Directions for this task:
Copy out every line of the data below word for word, leaving out the pictures.

[Point annotation dataset records]
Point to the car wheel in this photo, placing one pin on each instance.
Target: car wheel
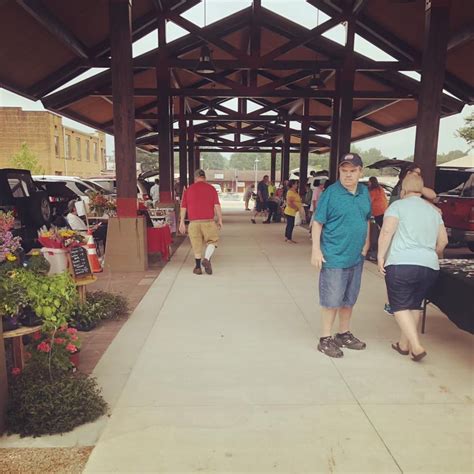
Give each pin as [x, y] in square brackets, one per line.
[40, 209]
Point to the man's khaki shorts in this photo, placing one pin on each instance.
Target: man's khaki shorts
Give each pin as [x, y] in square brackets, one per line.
[202, 231]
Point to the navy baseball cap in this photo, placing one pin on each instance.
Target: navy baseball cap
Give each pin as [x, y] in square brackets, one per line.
[353, 158]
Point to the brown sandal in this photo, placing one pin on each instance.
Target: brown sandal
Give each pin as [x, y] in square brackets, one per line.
[396, 347]
[418, 357]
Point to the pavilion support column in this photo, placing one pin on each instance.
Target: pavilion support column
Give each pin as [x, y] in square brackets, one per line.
[165, 154]
[3, 382]
[334, 154]
[197, 158]
[346, 92]
[273, 165]
[191, 163]
[286, 151]
[183, 161]
[123, 106]
[304, 149]
[431, 90]
[126, 249]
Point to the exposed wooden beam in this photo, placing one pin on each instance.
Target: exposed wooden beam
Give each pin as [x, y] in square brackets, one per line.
[205, 35]
[302, 40]
[41, 14]
[250, 92]
[461, 37]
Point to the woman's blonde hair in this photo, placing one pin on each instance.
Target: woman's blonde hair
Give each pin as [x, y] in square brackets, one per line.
[412, 183]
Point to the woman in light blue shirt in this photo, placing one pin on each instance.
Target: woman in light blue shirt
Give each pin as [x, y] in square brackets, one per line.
[412, 237]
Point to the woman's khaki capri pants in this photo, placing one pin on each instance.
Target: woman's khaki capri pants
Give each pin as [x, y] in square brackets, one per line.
[202, 231]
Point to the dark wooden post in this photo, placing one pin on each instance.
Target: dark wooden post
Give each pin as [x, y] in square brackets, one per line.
[197, 158]
[334, 154]
[431, 91]
[191, 164]
[273, 165]
[286, 151]
[172, 149]
[183, 164]
[346, 92]
[123, 105]
[3, 381]
[164, 129]
[304, 148]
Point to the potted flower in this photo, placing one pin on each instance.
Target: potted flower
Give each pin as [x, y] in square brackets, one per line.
[57, 348]
[56, 242]
[100, 205]
[12, 298]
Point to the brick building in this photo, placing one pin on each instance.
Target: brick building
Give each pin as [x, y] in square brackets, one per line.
[60, 150]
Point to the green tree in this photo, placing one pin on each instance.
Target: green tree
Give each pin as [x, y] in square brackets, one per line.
[27, 160]
[213, 161]
[148, 161]
[467, 132]
[246, 161]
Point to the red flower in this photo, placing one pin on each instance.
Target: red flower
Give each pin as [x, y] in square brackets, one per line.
[44, 347]
[71, 348]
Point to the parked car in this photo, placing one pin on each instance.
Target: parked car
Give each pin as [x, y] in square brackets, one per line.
[386, 187]
[30, 205]
[218, 188]
[455, 189]
[143, 186]
[78, 185]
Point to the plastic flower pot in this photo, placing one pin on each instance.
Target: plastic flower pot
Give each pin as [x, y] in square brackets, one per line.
[10, 323]
[29, 318]
[57, 258]
[74, 358]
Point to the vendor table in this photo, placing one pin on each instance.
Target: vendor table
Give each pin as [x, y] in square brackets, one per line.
[453, 293]
[159, 240]
[18, 348]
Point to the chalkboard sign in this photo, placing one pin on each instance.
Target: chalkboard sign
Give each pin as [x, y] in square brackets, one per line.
[80, 263]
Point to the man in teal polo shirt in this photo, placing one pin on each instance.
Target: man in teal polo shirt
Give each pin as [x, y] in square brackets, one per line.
[340, 232]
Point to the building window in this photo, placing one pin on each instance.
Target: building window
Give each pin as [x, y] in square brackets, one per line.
[78, 149]
[67, 147]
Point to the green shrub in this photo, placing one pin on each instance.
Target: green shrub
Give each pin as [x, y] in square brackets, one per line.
[108, 305]
[44, 405]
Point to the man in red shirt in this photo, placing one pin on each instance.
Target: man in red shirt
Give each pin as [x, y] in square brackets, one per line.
[201, 202]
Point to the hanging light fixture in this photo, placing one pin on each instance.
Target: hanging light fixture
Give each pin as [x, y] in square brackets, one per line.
[280, 120]
[211, 112]
[205, 65]
[316, 82]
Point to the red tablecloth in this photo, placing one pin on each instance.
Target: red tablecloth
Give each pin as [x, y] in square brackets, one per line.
[159, 240]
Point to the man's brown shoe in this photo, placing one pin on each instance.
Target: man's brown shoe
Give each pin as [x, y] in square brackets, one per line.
[207, 266]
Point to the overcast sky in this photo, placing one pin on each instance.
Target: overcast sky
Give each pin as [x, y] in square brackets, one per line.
[397, 144]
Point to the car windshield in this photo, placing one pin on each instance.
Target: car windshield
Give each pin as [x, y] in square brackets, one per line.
[97, 187]
[452, 182]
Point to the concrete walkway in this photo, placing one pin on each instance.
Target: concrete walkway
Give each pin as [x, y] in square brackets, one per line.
[221, 374]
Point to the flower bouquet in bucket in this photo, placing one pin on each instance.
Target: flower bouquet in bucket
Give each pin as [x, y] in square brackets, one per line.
[101, 205]
[60, 238]
[56, 244]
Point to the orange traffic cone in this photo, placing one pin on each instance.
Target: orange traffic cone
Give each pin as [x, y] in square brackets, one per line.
[92, 253]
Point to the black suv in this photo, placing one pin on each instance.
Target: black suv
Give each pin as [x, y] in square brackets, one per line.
[19, 193]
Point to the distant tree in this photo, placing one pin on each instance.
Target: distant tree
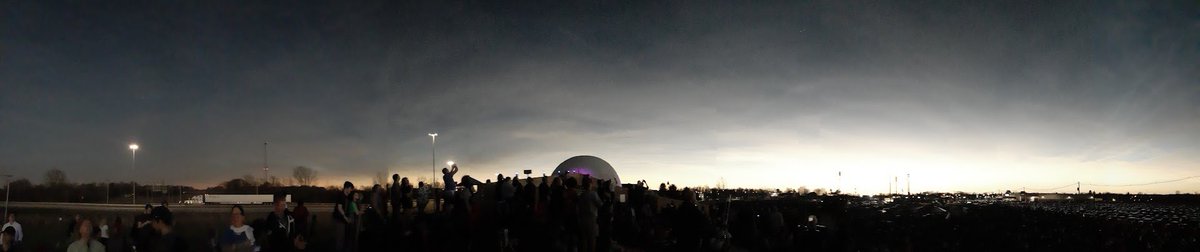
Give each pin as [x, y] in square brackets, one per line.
[55, 178]
[381, 178]
[304, 175]
[250, 179]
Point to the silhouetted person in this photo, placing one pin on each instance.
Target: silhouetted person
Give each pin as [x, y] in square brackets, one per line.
[342, 214]
[587, 211]
[9, 240]
[73, 226]
[423, 197]
[85, 243]
[448, 184]
[118, 237]
[544, 189]
[301, 215]
[281, 228]
[18, 233]
[163, 223]
[143, 231]
[406, 199]
[395, 197]
[238, 237]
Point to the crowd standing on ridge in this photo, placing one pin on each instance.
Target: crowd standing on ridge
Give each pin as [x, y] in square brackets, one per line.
[579, 213]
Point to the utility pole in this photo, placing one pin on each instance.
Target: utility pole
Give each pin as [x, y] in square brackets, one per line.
[267, 178]
[433, 159]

Worked answer:
Point to the car wheel in this photo, placing one pin on each instance.
Target: car wheel
Give each pin as [x, y] in square brackets, one per line.
[40, 209]
Point to the man's khaki shorts in this photo, placing one pin on each instance.
Target: man's khaki shorts
Give each pin as [x, y] in square brackets, one per line.
[202, 231]
Point to the navy baseball cap in this photo, placing one pin on each instance.
Target: navy baseball cap
Give each pin as [x, y] in square brackets, one per line.
[353, 158]
Point to the brown sandal in this photo, placing one pin on each instance.
Target: brown sandal
Give each pin as [x, y] in square brackets, one per line.
[396, 347]
[418, 357]
Point to the pavilion support column in this photo, placing one pin on each instance.
Target: pavilion support column
Give each pin as [x, y] in square brackets, one per line.
[165, 154]
[3, 382]
[334, 154]
[197, 158]
[346, 92]
[273, 165]
[191, 163]
[286, 151]
[183, 161]
[123, 106]
[304, 149]
[431, 90]
[126, 249]
Point to the exposed wooden beam in this photo, placing one pin on each instance.
Target: exposed wooden beam
Give each pin as [x, y] in square brackets, one per line.
[205, 35]
[302, 40]
[41, 14]
[250, 92]
[461, 37]
Point to the woman's blonde hair in this photo, placing one pin on each instance.
Target: woman's blonde hair
Give each pin as [x, y] in square brackets, one per line.
[412, 183]
Point to the woman in light blue shirt in this photo, placing one pin on each instance.
Target: woman in light blue shirt
Give each pin as [x, y] in square brackets, one per line.
[412, 237]
Point to the woman's khaki capri pants in this photo, placing one pin on each instance.
Target: woman's khaki capri pants
Give each pin as [x, y] in square brackets, one per line.
[202, 231]
Point to the dark wooden post in this photo, placing one pin on each instance.
Target: dark wooden post
Give each pin as [x, y] in square brackets, one per line.
[197, 158]
[334, 154]
[431, 91]
[191, 164]
[273, 165]
[286, 151]
[172, 149]
[183, 164]
[346, 92]
[123, 105]
[3, 381]
[164, 129]
[304, 148]
Point to the potted flower in this photo, placing one pin on each instance.
Target: potted flower
Give each pin as [x, y] in square brackets, one per line.
[57, 348]
[56, 242]
[100, 205]
[12, 298]
Point to the brick building in this photo, placing one pin on each instance.
Target: brick building
Give each pin as [x, y] in square brackets, one per line.
[60, 150]
Point to the green tree in this photo, placing one pin on each instance.
Target: green tree
Give each pin as [x, y] in square brackets, one per line.
[27, 160]
[213, 161]
[148, 161]
[467, 132]
[246, 161]
Point to the red flower in this photo, placing one pin on each instance.
Target: red flower
Give each pin as [x, y] in square brackets, one per line.
[44, 347]
[71, 348]
Point to the parked car in this photo, placing one pin on each instance.
Target: parked car
Give each pin as [x, y] in square brackets, one per line.
[386, 187]
[30, 205]
[218, 188]
[455, 189]
[143, 186]
[78, 185]
Point to the plastic flower pot in this photo, placing one pin on each instance.
Target: plastic flower pot
Give each pin as [x, y] in square brackets, one per line.
[10, 323]
[29, 318]
[57, 258]
[74, 358]
Point to the vendor table in this photo, placing one pin on each instance.
Target: vendor table
Give each pin as [x, y] in square brackets, one per line.
[453, 293]
[159, 240]
[18, 348]
Point to the chalkboard sign in this photo, placing one pin on each instance.
Target: chalkboard sign
Give each pin as [x, y] in square brackets, one per line.
[80, 263]
Point to the man in teal polo shirt in this photo, placing one pin on each instance.
Target: man in teal polo shirt
Give each pin as [x, y] in square brackets, one per line.
[340, 232]
Point to the building window in this photo, placing one pin on each instance.
Target: building window
Give each pin as [x, y] in square brackets, one per line.
[78, 149]
[67, 147]
Point to the green shrub in this photo, placing one pin on each instance.
Target: green shrub
Give each pin as [x, y] in square brackets, one per line.
[108, 305]
[44, 405]
Point to the man in red shirt in this photo, placing one pin on each instance.
Target: man in red shirt
Give each pin as [x, y] in square brackets, one per line.
[201, 202]
Point to the hanging light fixture in this photo, placing one pin on each instance.
Target: hanging light fixture
Give each pin as [x, y] in square brackets, one per line.
[280, 120]
[211, 112]
[205, 65]
[316, 82]
Point to the red tablecloth in this photo, placing one pin on each instance.
Target: red tablecloth
Give each pin as [x, y] in square brackets, one per line.
[159, 240]
Point to the man's brown shoe in this photo, placing one pin on each instance.
Target: man's brown shoe
Give each pin as [x, y] in square brackets, one per line.
[207, 266]
Point to the overcast sky in this photo, placing one pin on each instance.
Target: overcast sky
Give each pin as [x, y] in square brackets, one per line.
[397, 144]
Point to the car windshield in this photo, placing one pin on each instance.
Target: car windshield
Give each pin as [x, y] in square brackets, one per line.
[97, 187]
[452, 182]
Point to the concrete walkway in this photo, placing one pin on each instance.
Target: concrete walkway
Give each pin as [x, y] in square brackets, one per line.
[221, 374]
Point to the flower bouquet in bucket in this photo, placing one pin on each instance.
Target: flower bouquet in bucket
Give each pin as [x, y] in square brackets, one per line.
[101, 205]
[60, 238]
[56, 244]
Point to the orange traffic cone in this photo, placing one pin on each instance.
Target: orange traffic cone
Give each pin as [x, y] in square brackets, one per line.
[92, 253]
Point to the black suv in this photo, placing one pin on each instance.
Target: black suv
Give each pin as [x, y] in square brackets, one per line.
[19, 193]
Point to the distant tree in this photo, placing one pin on each instance.
Target: distant tree
Give each pin as [x, y] in square brackets, one per line.
[55, 178]
[381, 178]
[304, 175]
[250, 179]
Point to the silhouetted person in this photo, placing one pin on each instance.
Target: silhouetted person
Give each pin as [x, y] in square brackets, one per line.
[342, 214]
[587, 211]
[9, 240]
[73, 226]
[423, 197]
[85, 243]
[448, 184]
[118, 237]
[544, 189]
[301, 215]
[281, 228]
[18, 233]
[163, 223]
[143, 231]
[406, 199]
[395, 197]
[238, 237]
Point to the crowd standing on ridge in this photo, placing one pin on each instance.
Target: crowd standing on ridge
Give each pin as [x, y] in square brackets, one per line.
[579, 213]
Point to the utility pole in this photo, placing one pin on each instance.
Target: utility pole
Give each pin as [x, y] in square brackets, one per line.
[267, 178]
[433, 159]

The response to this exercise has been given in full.